• **YOUR OBJECTIVE**
Which lines in the entries below contain the string "with"? Copy out each of them.

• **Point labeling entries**
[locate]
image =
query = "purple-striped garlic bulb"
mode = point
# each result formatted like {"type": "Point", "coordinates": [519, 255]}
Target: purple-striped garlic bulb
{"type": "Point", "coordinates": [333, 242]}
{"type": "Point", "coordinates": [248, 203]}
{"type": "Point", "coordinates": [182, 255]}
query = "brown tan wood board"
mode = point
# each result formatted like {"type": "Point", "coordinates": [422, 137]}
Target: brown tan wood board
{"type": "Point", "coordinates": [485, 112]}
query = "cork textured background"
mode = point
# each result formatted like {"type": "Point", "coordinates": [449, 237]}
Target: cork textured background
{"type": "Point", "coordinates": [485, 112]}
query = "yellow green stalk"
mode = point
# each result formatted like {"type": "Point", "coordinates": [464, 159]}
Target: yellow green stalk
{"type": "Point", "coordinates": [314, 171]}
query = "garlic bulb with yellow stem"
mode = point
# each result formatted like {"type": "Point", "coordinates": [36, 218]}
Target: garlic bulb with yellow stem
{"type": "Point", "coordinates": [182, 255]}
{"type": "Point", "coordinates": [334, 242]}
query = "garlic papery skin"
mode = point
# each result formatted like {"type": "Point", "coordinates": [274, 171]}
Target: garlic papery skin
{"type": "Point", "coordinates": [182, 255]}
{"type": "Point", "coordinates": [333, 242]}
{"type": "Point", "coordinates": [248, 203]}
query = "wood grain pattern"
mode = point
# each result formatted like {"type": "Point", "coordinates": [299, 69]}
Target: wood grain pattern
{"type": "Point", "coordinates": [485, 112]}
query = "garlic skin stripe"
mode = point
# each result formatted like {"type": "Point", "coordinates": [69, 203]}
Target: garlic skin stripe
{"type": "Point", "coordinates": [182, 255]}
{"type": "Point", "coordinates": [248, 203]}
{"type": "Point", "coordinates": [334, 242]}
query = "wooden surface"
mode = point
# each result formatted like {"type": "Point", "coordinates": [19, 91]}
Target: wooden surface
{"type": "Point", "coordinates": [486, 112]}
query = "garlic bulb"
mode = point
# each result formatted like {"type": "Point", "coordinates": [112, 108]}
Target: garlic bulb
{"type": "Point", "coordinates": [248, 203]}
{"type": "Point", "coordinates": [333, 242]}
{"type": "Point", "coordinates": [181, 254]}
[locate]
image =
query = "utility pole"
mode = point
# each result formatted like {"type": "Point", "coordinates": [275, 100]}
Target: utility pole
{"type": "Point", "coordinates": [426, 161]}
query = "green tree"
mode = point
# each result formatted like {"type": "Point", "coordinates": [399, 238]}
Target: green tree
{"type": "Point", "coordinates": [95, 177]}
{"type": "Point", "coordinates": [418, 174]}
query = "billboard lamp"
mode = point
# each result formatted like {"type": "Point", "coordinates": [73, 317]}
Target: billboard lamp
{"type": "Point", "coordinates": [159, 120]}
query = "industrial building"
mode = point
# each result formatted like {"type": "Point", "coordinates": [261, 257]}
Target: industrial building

• **WRITTEN RESPONSE**
query = "garlic bulb with yellow stem"
Target: garlic bulb with yellow stem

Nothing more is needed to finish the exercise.